Task prompt: Word for word, give the entries back.

Data items:

##############################

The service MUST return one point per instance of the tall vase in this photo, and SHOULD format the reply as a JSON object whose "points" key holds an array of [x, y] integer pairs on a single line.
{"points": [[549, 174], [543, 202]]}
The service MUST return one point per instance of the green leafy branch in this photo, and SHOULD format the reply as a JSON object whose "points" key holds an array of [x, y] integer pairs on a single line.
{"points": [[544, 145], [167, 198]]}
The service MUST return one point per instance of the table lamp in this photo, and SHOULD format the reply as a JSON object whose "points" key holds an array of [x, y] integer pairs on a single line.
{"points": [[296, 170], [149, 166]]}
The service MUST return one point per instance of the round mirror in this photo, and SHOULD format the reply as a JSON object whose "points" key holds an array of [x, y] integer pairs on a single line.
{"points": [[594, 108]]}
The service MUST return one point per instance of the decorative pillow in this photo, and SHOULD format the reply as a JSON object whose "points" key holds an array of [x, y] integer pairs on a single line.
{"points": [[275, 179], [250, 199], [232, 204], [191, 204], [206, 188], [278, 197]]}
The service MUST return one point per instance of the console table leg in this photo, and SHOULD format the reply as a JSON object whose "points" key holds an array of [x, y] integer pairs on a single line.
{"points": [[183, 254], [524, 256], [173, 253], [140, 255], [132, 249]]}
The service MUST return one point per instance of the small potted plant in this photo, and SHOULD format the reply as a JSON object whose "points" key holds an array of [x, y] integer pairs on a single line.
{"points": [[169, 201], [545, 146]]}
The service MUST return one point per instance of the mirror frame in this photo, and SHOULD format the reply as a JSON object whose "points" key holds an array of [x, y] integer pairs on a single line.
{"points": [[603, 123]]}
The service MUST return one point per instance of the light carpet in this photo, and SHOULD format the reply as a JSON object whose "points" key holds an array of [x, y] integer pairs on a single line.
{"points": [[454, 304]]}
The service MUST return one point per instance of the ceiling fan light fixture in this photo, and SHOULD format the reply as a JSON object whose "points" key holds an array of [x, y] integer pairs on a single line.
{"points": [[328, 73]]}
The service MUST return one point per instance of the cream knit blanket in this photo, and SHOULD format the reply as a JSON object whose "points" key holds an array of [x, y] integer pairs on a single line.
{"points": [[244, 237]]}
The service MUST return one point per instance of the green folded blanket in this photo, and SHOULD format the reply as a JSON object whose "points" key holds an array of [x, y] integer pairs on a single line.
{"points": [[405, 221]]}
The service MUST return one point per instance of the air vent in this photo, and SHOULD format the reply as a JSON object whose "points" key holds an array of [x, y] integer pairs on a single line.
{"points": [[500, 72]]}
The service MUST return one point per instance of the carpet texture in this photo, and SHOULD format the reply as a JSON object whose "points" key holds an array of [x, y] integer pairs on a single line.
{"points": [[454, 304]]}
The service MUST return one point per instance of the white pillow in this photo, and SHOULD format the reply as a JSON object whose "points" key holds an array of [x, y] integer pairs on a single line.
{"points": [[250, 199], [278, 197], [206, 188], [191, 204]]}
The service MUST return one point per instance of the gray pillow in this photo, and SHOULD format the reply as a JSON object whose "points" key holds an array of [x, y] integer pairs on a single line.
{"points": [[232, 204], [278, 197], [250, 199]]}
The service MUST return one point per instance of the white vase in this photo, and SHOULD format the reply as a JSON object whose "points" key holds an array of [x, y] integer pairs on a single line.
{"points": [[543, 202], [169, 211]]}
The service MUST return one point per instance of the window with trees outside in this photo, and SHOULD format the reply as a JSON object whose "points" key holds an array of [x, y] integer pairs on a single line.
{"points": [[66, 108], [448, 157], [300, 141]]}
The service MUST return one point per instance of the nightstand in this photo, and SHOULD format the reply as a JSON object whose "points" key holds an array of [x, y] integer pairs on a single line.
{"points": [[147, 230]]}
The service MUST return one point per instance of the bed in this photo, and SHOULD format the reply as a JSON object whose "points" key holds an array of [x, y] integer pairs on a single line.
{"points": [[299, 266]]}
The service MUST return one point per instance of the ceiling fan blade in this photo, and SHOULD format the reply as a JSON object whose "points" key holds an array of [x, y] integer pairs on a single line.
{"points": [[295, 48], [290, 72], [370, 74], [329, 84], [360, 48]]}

##############################

Answer to the problem:
The service MUST return one point per instance of the tall vase in this photo, and SHOULD format the reply as a JSON object whose "points" key holds an array of [x, y] integer pairs on a single line.
{"points": [[549, 174], [543, 202]]}
The service MUST return one point per instance of the green leafy branch in this photo, and SHOULD format the reply as a JSON object whose "points" key holds an array of [x, y] integer pairs on a single line.
{"points": [[544, 145], [167, 198]]}
The service MUST return one point per instance of the table lamp in this photo, and SHOULD format the reply as a JSON object whose "points" key holds an array of [x, y] integer pairs on a single line.
{"points": [[296, 170], [149, 166]]}
The service MUST return one point per instance of the round mirror in this photo, and SHOULD format the reply as a JSON object whose "points" key holds an array of [x, y] integer pairs on a single line.
{"points": [[594, 108]]}
The service MUST return one point per instance of the decorative pillow in this photo, and SHOULD format the reply as a JSON object whose "points" key holds an array of [x, y] integer pairs on a single line.
{"points": [[275, 179], [250, 199], [232, 204], [191, 204], [206, 188], [278, 197]]}
The service MUST return one point per instance of the console table leg in this photo, and SHOULD format the reply as a JSON object whose "points" key holds an array of [x, y] integer pairs on a single line.
{"points": [[183, 254], [524, 256], [173, 253], [140, 255], [132, 249]]}
The service MUST return one point per instance of the small potted plant in this photo, and SHOULD format the reply as a JSON object whose "points" key holds an array of [x, y] integer pairs on a single line.
{"points": [[169, 201], [545, 146]]}
The service MUST return one point per instance of the mirror frame in this photo, and SHOULD format the reply as a JSON object whose "points" key holds an array of [x, y] integer pairs on a single line.
{"points": [[603, 123]]}
The service MUST return one point per instance of the light carpet in this photo, and SHOULD format the reply as a JSON object whose "points" key holds an array of [x, y] integer pairs on a single line.
{"points": [[454, 304]]}
The service MUST return one point per instance of the ceiling fan light fixture in this photo, and SHOULD format the reply as a JSON object whose "points" key holds an array of [x, y] integer pairs on a single line.
{"points": [[328, 73]]}
The service MUST return one point per instance of the cream knit blanket in this photo, and SHOULD format the reply as a JSON object whose "points" key holds an array of [x, y] integer pairs on a single line.
{"points": [[244, 237]]}
The service MUST return one point per instance of the green folded blanket in this photo, and SHOULD format the reply as a JSON object whose "points" key holds an array of [x, y] integer pairs on a single line.
{"points": [[405, 221]]}
The service MUST return one point per instance of the air vent in this photo, and SHOULD format the reply as a JSON object whose "points" key holds an array of [x, y] integer pairs on a single line.
{"points": [[500, 72]]}
The service MUST return one point per instance of the carpet texture in this photo, and SHOULD format the reply as a JSON object whose "points" key holds an array of [x, y] integer pairs on a single line.
{"points": [[454, 304]]}
The service MUST return one point per instance of the white pillow in this photo, and SHOULD format the reply as a JSON object whose "points" key holds an array of [x, y] integer pairs on a single line.
{"points": [[250, 199], [278, 197], [206, 188], [191, 204]]}
The service MUST return one point per instance of the gray pillow in this photo, and SHOULD format the reply as a JSON object whose "points" key holds an array of [x, y] integer pairs on a single line.
{"points": [[232, 204], [278, 197], [250, 199]]}
The service MUST return one point per instance of the white vase in this photo, and SHOULD format the reply as a JSON object whose "points" key holds an array of [x, y] integer pairs on a single line.
{"points": [[543, 202], [169, 211]]}
The service MUST return one point per instance of the window with trees outside in this photo, and SHOULD format the reply as a JSON object whose "points" key holds an array of [x, y] integer pairs on a single line.
{"points": [[66, 108], [448, 157], [300, 141]]}
The service MUST return one point per instance of the nightstand in this photo, and SHOULD format the reply as a JSON object whose "points" key holds an array of [x, y] integer pairs on a single line.
{"points": [[147, 230]]}
The service MUST return one point per instance of the bed in this photo, and SHOULD format the reply as a JSON object whose "points" key holds an array of [x, y] integer pairs on a single line.
{"points": [[299, 266]]}
The service MUST return one point per instance of the ceiling fan blade in this photo, and SHOULD format the reply as a JSON object whose "points" key holds an array of [x, y] integer pairs on a single line.
{"points": [[295, 48], [290, 72], [370, 74], [329, 84], [360, 48]]}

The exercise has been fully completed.